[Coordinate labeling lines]
================================
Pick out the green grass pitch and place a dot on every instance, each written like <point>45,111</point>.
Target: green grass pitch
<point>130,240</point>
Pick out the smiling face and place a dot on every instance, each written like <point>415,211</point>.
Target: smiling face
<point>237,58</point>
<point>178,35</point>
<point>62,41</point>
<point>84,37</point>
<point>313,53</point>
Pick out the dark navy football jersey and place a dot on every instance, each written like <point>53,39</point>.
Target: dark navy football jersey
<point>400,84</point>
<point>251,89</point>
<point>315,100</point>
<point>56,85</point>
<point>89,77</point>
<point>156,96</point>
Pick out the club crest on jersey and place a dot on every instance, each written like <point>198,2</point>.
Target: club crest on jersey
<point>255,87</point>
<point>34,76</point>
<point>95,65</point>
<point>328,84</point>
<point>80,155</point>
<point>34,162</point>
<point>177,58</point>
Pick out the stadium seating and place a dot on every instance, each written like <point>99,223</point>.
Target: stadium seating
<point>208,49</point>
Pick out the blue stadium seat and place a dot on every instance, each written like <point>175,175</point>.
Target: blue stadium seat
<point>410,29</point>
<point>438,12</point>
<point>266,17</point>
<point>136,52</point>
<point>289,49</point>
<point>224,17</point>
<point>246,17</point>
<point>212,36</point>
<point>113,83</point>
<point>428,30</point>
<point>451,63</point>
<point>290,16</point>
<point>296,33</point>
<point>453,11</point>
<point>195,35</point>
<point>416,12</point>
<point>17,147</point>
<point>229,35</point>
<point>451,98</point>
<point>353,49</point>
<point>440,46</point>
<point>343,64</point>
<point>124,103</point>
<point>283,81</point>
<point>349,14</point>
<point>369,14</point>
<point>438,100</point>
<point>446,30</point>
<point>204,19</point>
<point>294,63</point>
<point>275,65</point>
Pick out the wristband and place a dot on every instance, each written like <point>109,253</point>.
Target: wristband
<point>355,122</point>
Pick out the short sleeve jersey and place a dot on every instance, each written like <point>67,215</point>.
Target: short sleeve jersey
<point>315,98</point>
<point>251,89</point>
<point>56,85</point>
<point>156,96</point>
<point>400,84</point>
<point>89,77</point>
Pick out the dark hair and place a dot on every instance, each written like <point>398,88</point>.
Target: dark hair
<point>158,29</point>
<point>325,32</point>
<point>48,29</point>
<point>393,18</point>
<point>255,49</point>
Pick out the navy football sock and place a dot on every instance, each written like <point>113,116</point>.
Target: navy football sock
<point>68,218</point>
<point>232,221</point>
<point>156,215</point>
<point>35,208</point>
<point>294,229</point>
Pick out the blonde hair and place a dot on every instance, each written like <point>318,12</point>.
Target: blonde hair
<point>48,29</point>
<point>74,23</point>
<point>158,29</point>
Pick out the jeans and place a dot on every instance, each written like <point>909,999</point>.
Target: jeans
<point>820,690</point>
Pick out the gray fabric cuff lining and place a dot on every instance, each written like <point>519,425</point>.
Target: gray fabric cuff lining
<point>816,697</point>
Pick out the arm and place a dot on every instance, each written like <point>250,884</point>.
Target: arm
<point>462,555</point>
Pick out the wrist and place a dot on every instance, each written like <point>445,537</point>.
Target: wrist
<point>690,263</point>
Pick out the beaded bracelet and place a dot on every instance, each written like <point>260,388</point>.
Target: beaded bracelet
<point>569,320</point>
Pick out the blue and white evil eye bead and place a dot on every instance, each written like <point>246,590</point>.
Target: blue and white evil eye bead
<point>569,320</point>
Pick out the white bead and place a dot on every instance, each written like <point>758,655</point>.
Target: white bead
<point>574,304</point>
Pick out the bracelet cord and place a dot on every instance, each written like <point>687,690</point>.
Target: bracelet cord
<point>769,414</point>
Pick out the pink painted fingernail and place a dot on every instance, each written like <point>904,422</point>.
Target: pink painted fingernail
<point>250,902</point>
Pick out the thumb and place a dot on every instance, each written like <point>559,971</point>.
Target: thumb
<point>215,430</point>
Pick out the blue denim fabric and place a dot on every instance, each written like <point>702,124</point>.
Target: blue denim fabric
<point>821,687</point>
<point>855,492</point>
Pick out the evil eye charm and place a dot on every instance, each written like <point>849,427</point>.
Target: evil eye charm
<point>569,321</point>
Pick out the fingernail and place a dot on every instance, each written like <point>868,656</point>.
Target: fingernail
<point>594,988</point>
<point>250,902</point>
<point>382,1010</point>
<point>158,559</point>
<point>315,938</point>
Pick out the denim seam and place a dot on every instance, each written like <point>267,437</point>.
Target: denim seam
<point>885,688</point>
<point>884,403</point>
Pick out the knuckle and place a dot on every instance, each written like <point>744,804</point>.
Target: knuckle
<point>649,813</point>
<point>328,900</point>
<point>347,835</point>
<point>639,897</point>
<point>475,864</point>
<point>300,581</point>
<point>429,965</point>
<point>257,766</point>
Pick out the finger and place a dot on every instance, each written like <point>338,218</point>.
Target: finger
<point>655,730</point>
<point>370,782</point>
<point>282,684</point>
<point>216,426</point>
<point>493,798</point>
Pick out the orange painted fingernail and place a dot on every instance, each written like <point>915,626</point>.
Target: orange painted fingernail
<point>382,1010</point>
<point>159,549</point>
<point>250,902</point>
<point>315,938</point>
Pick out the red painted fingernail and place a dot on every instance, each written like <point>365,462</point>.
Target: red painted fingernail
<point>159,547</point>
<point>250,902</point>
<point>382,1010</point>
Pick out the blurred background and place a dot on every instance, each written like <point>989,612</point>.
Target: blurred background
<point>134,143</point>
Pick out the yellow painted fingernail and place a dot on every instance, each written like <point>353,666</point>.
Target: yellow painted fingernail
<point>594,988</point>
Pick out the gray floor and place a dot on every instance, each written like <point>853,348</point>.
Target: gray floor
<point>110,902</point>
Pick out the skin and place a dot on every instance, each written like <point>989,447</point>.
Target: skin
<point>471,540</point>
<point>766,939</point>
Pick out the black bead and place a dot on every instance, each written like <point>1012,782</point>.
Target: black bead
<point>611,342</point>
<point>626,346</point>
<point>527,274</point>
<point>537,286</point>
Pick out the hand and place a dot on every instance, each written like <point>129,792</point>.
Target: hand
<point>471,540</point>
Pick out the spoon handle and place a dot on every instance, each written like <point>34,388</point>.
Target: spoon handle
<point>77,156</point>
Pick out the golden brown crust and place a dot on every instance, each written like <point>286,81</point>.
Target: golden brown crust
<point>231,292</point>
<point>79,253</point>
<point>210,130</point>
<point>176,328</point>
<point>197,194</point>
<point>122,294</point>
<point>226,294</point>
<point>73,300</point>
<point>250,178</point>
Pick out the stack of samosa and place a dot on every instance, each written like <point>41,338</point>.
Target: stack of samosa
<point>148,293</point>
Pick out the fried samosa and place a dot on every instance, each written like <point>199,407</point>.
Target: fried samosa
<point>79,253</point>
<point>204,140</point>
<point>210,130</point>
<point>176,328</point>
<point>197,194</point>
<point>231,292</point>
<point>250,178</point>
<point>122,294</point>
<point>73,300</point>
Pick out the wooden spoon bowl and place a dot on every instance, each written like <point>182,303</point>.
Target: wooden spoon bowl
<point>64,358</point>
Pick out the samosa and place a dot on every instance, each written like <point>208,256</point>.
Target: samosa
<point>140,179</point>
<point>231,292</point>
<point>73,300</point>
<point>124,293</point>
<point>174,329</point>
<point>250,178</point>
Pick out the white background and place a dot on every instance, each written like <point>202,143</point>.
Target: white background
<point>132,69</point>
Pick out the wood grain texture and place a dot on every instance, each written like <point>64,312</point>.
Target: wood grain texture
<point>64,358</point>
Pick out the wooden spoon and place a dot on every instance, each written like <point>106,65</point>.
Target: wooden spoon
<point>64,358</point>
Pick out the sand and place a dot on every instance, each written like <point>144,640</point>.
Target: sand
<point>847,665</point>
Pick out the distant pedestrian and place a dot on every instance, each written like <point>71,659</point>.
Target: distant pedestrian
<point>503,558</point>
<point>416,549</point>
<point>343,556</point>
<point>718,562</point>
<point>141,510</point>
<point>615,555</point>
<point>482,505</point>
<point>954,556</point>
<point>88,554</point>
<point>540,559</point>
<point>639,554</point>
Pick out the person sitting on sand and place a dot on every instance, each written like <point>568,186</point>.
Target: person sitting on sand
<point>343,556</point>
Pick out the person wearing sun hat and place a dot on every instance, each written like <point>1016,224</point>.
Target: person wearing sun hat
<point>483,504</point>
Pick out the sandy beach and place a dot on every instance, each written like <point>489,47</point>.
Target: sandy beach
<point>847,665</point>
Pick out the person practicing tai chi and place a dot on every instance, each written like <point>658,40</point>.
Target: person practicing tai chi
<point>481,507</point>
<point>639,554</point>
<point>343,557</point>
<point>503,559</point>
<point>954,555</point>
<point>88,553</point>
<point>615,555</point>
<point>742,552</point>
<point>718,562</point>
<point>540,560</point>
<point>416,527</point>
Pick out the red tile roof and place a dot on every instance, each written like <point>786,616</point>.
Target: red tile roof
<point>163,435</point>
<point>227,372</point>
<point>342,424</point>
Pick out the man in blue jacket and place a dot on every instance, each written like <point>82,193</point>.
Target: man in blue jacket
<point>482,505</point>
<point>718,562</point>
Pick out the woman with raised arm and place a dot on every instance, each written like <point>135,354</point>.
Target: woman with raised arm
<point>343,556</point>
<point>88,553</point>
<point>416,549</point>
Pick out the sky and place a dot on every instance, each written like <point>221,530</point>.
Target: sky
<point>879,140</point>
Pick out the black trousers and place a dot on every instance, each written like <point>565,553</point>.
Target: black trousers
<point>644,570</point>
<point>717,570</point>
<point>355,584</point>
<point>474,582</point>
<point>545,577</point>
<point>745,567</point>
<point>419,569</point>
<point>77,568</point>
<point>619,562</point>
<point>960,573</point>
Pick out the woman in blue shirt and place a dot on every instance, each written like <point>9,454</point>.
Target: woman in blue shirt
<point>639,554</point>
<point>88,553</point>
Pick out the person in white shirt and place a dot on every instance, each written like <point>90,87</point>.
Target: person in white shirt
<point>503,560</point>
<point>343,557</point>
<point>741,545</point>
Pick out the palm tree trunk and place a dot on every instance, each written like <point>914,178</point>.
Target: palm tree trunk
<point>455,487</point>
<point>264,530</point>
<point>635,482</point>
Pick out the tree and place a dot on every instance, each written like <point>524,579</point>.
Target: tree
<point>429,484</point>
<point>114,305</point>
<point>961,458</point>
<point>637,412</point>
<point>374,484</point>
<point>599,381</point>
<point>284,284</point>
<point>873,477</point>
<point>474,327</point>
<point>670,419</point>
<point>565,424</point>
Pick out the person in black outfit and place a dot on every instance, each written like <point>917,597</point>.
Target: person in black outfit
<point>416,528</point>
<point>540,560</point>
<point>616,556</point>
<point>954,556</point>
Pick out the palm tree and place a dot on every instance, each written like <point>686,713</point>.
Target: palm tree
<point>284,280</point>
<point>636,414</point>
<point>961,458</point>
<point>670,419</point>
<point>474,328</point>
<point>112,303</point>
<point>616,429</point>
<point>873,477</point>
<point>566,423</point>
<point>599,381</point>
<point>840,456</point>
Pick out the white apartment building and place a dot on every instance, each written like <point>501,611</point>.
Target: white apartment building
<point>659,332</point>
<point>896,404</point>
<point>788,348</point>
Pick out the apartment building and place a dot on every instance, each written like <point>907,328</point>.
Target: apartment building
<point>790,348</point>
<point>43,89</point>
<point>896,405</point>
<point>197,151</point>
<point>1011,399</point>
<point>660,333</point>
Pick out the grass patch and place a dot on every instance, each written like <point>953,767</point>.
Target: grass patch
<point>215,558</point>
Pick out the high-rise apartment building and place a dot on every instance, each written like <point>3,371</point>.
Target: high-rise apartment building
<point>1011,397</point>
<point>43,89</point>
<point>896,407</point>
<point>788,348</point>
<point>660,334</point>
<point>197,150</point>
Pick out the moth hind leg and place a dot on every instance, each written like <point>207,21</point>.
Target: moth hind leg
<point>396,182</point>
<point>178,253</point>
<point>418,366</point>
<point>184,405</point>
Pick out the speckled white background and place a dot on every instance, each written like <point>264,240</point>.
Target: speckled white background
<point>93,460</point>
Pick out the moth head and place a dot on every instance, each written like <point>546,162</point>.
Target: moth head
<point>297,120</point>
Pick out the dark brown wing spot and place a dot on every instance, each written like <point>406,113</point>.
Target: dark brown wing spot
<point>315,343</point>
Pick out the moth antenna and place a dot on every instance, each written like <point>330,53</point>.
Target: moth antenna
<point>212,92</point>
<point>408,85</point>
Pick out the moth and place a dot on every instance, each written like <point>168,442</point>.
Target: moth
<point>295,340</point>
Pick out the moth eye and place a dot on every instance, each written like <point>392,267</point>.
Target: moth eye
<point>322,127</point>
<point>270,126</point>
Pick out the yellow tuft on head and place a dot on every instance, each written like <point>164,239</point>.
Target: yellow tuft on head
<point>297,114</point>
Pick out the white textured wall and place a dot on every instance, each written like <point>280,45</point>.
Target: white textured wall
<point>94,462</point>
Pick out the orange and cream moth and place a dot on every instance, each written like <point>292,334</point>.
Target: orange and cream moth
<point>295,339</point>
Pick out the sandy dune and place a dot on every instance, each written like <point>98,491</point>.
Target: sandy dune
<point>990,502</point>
================================
■ Task prompt
Repeat word for word the part that opens with the line containing "Pick out the moth head" and closes with the line containing "<point>297,120</point>", including both of those lines.

■ Answer in full
Pick out the moth head and place a dot on every instance, each written like <point>546,162</point>.
Target: moth head
<point>297,120</point>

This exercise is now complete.